#### [Passage shown]
☆ ☆ ☆ ☆ ☆ ☆ ☆

Catholic bishops fought hard against the legalization of gay marriage in Ireland. But at least some Catholic priests — in a sign of the Church’s decreasing authority there — have defied their leaders and voted with the majority for legalization.
“A lot of practicing Catholics are voting yes, and it’s no different in the clergy,” the Rev. Tim Hazelwood, 56, a parish priest in County Cork, told The Washington Post this week. He was also quoted in The New York Times, the Irish Times, and other news outlets.
At last weekend’s Masses, Hazelwood told parishioners from the pulpit that he would defy the bishops on the vote. “We didn’t get much leadership from our leaders. I was hearing cold and clinical arguments against gay marriage, and what they said didn’t represent my view of Gospel values at all,” Hazelwood, a psychotherapist who counsels gay parishioners, told the Post.
He said he knows of at least four fellow priests who voted for legalization and estimated that one in 10 priests voted for it nationwide. “They would share my view that Ireland and the Church have caused gay people a lot of unnecessary hurt and pain, and it’s time for that to stop,” he said.
The Church had argued in Ireland, as it has here, that gay marriage would undermine traditional marriage as a pillar of society. Its arguments clearly did not move a majority of voters in this predominantly Catholic country. Church influence has waned dramatically, however, since news of its systemic cover-up of clergy sexual abuse of children became well documented in recent years.

☆ ☆ ☆ ☆ ☆ ☆ ☆

#### [Exercises]
**a)** In the passage on Catholic priests and Ireland's gay marriage vote, write out the text from "At last weekend’s" to "told the Post.".
**b)** Answer these questions using the passage on Catholic priests and Ireland's gay marriage vote:
(i) In which county is the Rev. Tim Hazelwood a parish priest?
(ii) How many fellow priests does he say he knows of who voted for legalization?
(iii) What did the Church argue gay marriage would undermine?

☆ ☆ ☆ ☆ ☆ ☆ ☆

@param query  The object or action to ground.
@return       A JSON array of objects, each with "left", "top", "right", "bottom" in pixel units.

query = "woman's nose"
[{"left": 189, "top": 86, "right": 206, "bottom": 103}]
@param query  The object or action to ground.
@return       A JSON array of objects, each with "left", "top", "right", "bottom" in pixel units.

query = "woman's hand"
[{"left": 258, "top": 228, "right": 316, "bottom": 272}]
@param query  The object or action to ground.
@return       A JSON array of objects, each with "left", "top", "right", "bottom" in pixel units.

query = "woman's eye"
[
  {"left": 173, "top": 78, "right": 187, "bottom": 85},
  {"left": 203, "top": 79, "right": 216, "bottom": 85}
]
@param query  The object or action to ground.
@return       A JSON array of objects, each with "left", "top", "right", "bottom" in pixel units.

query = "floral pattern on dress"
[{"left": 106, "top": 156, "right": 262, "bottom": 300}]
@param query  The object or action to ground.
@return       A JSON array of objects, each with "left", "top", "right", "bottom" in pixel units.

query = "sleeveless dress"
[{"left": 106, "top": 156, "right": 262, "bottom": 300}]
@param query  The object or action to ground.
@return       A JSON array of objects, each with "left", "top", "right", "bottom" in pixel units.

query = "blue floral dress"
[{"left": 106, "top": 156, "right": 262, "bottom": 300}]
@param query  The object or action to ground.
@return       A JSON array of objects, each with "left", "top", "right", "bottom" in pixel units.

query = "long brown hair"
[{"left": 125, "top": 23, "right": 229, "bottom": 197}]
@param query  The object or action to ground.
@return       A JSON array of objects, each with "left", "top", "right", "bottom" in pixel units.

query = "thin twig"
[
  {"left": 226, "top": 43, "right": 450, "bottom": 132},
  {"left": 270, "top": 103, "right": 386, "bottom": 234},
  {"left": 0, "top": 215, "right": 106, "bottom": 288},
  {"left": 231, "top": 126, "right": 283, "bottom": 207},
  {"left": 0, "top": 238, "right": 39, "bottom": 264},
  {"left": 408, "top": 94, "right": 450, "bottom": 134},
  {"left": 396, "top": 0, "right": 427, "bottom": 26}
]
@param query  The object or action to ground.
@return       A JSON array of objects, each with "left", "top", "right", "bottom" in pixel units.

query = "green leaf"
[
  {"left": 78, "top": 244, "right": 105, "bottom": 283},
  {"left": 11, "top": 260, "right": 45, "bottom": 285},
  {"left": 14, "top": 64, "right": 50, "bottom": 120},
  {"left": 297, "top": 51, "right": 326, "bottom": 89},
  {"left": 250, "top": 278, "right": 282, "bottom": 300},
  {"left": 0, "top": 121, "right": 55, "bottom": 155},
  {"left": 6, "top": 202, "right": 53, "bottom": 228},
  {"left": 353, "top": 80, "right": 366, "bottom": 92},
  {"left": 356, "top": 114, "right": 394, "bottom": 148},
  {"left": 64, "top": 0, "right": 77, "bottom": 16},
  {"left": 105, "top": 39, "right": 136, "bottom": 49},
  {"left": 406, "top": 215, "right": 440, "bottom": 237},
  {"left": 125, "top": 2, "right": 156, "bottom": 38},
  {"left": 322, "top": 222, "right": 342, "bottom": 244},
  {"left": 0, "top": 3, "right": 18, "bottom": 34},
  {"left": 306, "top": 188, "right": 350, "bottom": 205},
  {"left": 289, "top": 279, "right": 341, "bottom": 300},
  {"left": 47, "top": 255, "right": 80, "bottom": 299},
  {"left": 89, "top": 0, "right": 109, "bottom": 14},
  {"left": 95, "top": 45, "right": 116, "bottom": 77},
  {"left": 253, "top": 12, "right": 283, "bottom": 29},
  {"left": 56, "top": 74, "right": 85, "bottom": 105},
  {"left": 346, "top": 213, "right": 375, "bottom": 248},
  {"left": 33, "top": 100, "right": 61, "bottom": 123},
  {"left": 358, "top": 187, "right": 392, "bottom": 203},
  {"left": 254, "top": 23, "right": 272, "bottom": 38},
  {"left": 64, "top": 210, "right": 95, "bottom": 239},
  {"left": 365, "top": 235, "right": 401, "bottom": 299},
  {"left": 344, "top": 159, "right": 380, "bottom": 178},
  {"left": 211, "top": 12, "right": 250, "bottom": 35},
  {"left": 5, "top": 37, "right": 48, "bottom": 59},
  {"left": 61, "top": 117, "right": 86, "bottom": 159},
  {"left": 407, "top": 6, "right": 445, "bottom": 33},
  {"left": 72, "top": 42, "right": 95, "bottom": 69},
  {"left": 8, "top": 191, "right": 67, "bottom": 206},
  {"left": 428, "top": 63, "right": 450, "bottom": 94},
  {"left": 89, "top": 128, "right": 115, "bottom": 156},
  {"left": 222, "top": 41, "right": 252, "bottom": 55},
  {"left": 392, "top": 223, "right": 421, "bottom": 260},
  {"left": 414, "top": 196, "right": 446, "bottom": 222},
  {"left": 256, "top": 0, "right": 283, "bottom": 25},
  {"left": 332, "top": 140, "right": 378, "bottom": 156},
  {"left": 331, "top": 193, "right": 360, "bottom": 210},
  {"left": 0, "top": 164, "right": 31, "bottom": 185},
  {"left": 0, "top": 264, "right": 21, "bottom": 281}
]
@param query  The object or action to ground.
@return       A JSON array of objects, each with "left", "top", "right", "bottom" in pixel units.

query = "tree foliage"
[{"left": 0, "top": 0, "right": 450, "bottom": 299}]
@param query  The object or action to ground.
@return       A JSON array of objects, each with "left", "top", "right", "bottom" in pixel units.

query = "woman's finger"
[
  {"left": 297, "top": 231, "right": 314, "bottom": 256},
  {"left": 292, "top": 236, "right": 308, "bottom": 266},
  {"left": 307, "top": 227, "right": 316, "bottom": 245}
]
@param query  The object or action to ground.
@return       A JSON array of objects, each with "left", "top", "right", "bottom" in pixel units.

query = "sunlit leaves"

☆ ☆ ☆ ☆ ☆ ☆ ☆

#### [Outputs by task]
**a)**
At last weekend’s Masses, Hazelwood told parishioners from the pulpit that he would defy the bishops on the vote. “We didn’t get much leadership from our leaders. I was hearing cold and clinical arguments against gay marriage, and what they said didn’t represent my view of Gospel values at all,” Hazelwood, a psychotherapist who counsels gay parishioners, told the Post.

**b)**
(i) County Cork
(ii) At least four
(iii) Traditional marriage as a pillar of society